Text-to-region grounding data
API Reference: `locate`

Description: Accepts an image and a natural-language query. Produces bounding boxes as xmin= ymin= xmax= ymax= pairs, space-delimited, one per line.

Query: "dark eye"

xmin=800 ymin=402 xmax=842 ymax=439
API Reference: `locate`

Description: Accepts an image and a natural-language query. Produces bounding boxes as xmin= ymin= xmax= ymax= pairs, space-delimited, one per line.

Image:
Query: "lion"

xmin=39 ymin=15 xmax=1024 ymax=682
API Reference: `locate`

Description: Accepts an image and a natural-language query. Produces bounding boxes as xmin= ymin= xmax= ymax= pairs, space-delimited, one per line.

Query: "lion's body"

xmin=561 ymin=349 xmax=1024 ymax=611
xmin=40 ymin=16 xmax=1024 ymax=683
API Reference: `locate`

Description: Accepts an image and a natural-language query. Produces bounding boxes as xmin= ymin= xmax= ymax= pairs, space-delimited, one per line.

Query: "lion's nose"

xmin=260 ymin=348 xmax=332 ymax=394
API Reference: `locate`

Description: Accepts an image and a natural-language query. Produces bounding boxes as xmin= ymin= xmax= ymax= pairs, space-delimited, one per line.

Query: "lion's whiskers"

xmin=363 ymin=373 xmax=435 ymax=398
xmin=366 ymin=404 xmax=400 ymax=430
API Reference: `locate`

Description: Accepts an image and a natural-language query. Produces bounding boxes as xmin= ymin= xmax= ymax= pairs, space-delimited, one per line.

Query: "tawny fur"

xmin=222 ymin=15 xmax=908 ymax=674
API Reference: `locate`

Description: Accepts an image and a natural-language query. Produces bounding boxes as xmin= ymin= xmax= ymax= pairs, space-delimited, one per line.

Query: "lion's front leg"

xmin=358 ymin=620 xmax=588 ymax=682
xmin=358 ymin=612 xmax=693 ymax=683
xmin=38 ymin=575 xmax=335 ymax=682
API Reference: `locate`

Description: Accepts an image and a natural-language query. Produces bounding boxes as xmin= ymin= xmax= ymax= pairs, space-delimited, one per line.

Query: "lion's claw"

ACTIVITY
Could every entry be given again exactly, with no line skipped?

YOUR SOLUTION
API Reference: `locate`

Description: Accepts an image and a natural-language query. Produces bounding boxes as xmin= ymin= xmax= ymax= pairs, space-delimited, one per line.

Query: "dark eye"

xmin=800 ymin=402 xmax=842 ymax=439
API Reference: `locate`

Description: Accepts an image and a natural-language query. Produces bounding boxes as xmin= ymin= xmax= ymax= pairs, space-delimited, one per line.

Image:
Query: "lion"

xmin=39 ymin=15 xmax=1024 ymax=682
API Reference: `locate`

Description: Accepts an image and a natural-language query. Produces bounding boxes as xmin= ymin= xmax= ymax= pairs, space-delimited, one per line.

Query: "lion's body"

xmin=561 ymin=349 xmax=1024 ymax=611
xmin=40 ymin=16 xmax=1024 ymax=683
API Reference: `locate`

Description: Accepts an image and a natural-language query. Produces bounding boxes as xmin= ymin= xmax= ymax= pairs, space-delimited, one per line.

Query: "lion's nose"

xmin=260 ymin=348 xmax=332 ymax=394
API Reference: `locate`

Description: Accepts an image and a natural-language query. Produces bounding boxes as xmin= ymin= xmax= ymax= pairs, space-delimited, one per line.

Query: "lion's whiskers"

xmin=363 ymin=373 xmax=435 ymax=398
xmin=366 ymin=404 xmax=400 ymax=430
API Reference: `locate`

Description: Accepts an image and a natural-language query. Produces bounding boxes as xmin= ymin= xmax= ymax= pairs, space-delimited, one per line.

Query: "tawny fur"

xmin=222 ymin=15 xmax=908 ymax=674
API Reference: `locate`

Description: Accepts an image and a natural-language query. Produces bounding boxes as xmin= ymin= xmax= ymax= pairs, space-delimited, one per line.

Query: "lion's front leg"

xmin=358 ymin=620 xmax=588 ymax=682
xmin=358 ymin=612 xmax=693 ymax=683
xmin=38 ymin=575 xmax=335 ymax=682
API Reference: `locate`

Description: Accepts an image and a natural-language query. Produces bounding boxes as xmin= ymin= xmax= ymax= pairs, space-delimited, one per line.

Query: "lion's claw"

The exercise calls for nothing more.